Ce qu’il faut éviter à tout prix, c’est de créer un précédent selon lequel un nouveau gouvernement, faisant fi de la loi, nomme et congédie les PDG des sociétés d’État sans implication et consultation du conseil d’administration.
La fiscalité québécoise, le gain en capital et les dividendes
Le nouveau gouvernement veut faire payer aux «nantis» de la société québécoise une note fiscale plus salée. En fait, les politiques fiscales annoncées feront payer une bonne partie de la note par la classe moyenne. En effet, selon les statistiques sur les revenus des Québécois en 2009 (dernière année disponible), ceux-ci ont rapporté collectivement des revenus provenant de dividendes et de gains en capital totalisant 10,2 milliards $ (7,7 milliards $ en dividendes et 2,5 milliards $ en gains de capital).
Les 35 000 personnes ayant déclaré un revenu de plus de 250,000 $ (et qui ont les moyens et la motivation pour échapper à un fardeau fiscal plus lourd au Québec qu’ailleurs) comptaient pour quelque 4 milliards $ du 10,2 milliards $.

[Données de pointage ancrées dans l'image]
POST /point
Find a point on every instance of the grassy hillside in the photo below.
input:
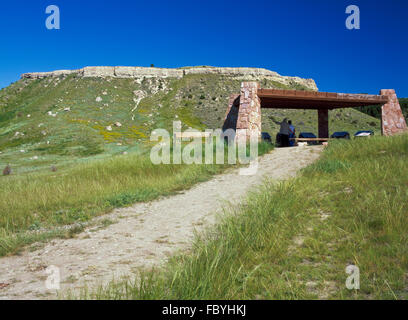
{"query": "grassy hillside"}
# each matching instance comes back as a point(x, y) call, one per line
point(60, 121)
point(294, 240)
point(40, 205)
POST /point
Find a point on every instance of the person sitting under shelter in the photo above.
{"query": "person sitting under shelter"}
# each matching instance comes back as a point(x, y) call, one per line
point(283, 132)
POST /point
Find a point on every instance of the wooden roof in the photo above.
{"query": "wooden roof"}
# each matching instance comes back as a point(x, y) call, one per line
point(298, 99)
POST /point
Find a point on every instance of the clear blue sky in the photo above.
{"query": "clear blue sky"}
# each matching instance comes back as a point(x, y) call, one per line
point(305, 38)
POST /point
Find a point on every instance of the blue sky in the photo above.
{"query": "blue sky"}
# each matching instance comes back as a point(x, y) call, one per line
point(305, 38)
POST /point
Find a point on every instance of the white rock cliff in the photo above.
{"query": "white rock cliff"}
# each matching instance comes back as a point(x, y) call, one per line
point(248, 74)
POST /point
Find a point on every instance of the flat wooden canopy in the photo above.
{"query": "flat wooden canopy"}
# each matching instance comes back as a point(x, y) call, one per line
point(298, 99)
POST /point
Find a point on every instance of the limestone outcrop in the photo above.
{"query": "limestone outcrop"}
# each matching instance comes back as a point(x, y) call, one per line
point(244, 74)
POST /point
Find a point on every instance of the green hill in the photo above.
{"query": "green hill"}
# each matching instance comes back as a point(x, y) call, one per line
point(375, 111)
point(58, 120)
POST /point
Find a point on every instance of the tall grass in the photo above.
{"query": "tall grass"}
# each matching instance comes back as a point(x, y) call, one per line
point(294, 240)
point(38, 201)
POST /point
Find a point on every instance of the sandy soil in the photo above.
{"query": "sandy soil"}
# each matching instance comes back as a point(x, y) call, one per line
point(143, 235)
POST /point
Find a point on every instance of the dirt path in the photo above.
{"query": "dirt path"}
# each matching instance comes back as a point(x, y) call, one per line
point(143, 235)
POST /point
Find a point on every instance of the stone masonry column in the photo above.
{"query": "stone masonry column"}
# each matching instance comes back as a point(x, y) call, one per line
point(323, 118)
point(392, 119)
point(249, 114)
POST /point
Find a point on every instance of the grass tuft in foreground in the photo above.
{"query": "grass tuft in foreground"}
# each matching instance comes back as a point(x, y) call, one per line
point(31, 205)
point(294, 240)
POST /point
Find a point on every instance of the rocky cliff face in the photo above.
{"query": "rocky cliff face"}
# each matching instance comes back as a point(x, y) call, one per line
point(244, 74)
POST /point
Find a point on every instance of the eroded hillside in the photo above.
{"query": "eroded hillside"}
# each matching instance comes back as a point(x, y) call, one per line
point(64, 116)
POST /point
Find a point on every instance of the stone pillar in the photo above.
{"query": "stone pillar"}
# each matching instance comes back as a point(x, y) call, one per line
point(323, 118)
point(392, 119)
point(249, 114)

==

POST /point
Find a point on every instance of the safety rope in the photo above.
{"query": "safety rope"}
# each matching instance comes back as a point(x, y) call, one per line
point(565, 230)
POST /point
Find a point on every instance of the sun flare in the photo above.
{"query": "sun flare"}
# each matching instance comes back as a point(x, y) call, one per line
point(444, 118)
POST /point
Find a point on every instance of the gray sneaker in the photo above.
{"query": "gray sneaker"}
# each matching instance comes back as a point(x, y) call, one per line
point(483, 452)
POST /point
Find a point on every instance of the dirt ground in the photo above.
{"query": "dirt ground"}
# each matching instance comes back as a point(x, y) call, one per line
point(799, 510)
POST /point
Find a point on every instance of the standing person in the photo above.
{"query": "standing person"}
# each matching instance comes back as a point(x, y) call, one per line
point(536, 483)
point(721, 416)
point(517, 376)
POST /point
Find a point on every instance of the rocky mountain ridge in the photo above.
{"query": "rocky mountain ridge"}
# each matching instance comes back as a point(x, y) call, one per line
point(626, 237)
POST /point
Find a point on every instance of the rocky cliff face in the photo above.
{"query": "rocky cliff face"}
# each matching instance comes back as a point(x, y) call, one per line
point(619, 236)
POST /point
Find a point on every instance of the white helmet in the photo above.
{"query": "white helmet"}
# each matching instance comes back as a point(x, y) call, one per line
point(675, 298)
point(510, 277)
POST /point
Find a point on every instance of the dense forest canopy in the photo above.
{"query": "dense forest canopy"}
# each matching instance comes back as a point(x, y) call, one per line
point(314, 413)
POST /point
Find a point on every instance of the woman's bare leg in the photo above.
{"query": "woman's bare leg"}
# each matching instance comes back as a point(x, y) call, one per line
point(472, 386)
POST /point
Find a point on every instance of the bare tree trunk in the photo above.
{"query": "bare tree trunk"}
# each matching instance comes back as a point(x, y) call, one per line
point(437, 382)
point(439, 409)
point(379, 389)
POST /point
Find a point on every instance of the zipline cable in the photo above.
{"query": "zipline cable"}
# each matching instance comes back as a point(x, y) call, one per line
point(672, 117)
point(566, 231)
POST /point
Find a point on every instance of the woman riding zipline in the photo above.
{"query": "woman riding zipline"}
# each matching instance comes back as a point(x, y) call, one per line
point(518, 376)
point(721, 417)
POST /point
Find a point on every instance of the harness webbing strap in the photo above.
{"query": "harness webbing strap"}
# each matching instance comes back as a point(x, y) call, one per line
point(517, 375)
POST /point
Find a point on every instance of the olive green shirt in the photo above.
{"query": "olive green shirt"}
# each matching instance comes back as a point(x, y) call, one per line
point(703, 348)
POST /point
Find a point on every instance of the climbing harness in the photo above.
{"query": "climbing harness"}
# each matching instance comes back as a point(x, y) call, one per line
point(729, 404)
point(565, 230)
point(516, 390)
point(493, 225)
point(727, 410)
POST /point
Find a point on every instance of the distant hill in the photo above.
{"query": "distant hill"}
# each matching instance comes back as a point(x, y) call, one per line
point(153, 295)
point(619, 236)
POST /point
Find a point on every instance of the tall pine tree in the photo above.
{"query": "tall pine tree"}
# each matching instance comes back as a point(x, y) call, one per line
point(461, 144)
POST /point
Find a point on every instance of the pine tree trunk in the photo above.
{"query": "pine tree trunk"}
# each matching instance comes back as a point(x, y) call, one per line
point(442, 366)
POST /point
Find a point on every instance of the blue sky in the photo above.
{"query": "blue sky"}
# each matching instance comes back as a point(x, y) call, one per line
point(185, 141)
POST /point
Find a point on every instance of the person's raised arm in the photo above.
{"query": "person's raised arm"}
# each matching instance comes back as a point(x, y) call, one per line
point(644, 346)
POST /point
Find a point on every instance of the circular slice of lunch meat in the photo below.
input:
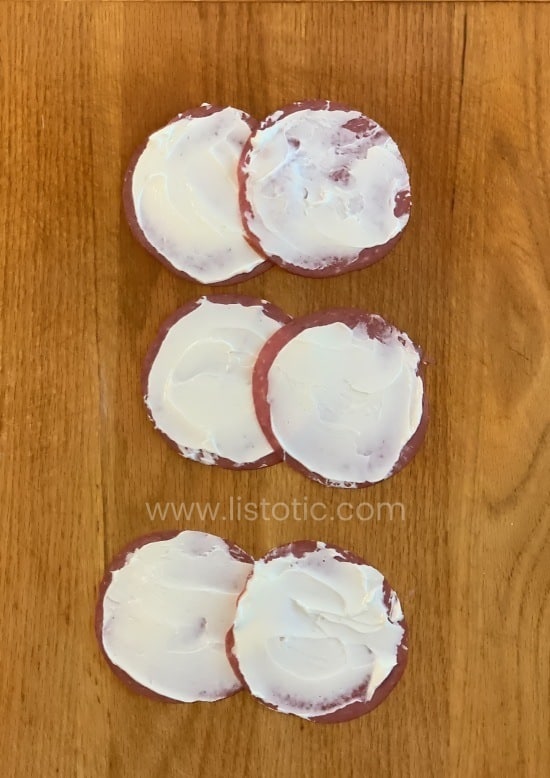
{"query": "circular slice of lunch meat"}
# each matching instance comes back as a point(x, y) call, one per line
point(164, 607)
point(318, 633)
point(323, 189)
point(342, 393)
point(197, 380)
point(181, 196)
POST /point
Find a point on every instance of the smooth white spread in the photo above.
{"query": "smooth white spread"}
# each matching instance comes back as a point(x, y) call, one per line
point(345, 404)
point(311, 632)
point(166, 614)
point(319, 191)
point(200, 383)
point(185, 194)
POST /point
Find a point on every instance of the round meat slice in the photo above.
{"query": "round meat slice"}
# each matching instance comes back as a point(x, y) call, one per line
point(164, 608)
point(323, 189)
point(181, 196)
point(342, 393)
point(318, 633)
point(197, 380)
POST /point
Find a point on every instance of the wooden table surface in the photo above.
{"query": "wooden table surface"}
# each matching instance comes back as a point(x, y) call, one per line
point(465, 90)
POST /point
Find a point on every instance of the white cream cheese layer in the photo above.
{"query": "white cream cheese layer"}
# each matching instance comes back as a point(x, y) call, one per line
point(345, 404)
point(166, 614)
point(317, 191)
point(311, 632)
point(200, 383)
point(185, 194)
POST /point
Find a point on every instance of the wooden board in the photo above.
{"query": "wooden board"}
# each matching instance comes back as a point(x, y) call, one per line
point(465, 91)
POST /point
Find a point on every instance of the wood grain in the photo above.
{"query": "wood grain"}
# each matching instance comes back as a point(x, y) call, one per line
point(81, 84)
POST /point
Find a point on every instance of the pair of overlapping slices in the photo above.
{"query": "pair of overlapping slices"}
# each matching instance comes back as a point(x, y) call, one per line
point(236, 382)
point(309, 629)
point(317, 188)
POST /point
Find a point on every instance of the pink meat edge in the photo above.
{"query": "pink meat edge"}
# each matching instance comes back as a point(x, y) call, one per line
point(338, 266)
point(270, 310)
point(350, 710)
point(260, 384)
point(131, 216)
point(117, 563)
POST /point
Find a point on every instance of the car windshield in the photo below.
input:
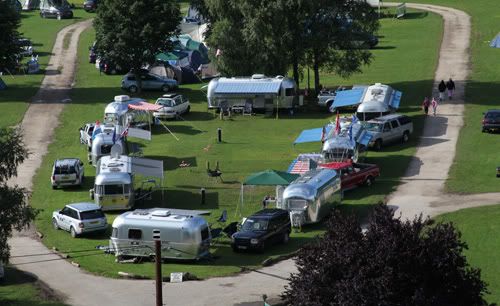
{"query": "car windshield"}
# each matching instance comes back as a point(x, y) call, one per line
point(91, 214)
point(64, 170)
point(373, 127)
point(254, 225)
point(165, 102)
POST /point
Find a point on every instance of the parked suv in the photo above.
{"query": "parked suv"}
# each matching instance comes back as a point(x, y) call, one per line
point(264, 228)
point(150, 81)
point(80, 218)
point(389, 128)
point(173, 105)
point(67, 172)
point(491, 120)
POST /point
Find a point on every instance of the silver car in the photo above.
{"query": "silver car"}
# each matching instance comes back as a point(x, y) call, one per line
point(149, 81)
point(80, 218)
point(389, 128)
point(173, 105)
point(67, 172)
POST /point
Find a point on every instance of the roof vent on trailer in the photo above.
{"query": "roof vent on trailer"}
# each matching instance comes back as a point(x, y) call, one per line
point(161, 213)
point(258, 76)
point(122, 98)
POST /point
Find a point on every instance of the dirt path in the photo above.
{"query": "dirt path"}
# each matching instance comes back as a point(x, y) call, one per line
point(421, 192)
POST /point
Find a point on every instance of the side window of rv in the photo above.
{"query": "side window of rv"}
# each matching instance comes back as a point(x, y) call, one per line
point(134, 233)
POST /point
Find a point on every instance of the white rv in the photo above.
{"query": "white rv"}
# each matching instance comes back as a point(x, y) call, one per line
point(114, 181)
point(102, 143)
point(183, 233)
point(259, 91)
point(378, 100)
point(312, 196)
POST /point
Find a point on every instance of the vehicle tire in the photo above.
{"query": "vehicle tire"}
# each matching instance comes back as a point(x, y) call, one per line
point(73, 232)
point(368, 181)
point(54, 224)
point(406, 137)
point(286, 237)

**À faire:**
(1) Répondez à ces questions d'après l'extrait choisi.
(a) Que faut-il éviter à tout prix ?
(b) À combien s'élevaient les revenus de dividendes déclarés par les Québécois en 2009 ?
(c) Combien de personnes ont déclaré un revenu de plus de 250 000 $ ?
(2) Rédigez la suite du texte sur la fiscalité québécoise, les dividendes et le gain en capital, à partir de sa dernière phrase.
Le matériel fourni n'est d'aucune utilité ici.

**Réponses attendues:**
(1)
(a) Il faut éviter de créer un précédent selon lequel un nouveau gouvernement, faisant fi de la loi, nomme et congédie les PDG des sociétés d'État sans implication ni consultation du conseil d'administration.
(b) Ils s'élevaient à 7,7 milliards $.
(c) 35 000 personnes ont déclaré un tel revenu.

(2)
Mais les individus avec un revenu de moins de 100,000 $ représentaient près du tiers (3,3 milliards $) de ce 10,2 milliards $! Plus surprenant peut-être, les individus rapportant un revenu total de moins de $60,000, ont reçu collectivement $1 milliard en dividendes et réalisé des gains en capital totalisant 370 millions $.
Pourtant, au lieu de ces mesures fiscales aux effets pervers, le nouveau gouvernement pourrait innover en ce domaine, par exemple, en taxant le gain en capital à 100 % si le bien ou le titre faisant l’objet de ce gain a été détenu pour moins d’un an, incluant lors de l’exercice des options d’achat sur le titre accordées aux dirigeants d’entreprises. Une telle taxe contribuerait à stabiliser l’actionnariat des sociétés cotées en bourses, corrigerait un tant soit peu certains excès de rémunération et recevrait l’appui d’une forte majorité, même parmi les «nantis».
Les redevances minières
Le Parti québécois a le mérite de s’être engagé à revoir le système de redevances imposées aux mines sur le territoire québécois.
Très critique du régime de redevances mis en place par le gouvernement du parti libéral, le PQ propose :
- Une redevance de 5 % sur la valeur brute du minerai dès son extraction du sol et sa mise en marché;
- Une taxe additionnelle de 30 % sur tous les profits supérieurs à 8 % des revenus d’une minière (ou d’un projet minier).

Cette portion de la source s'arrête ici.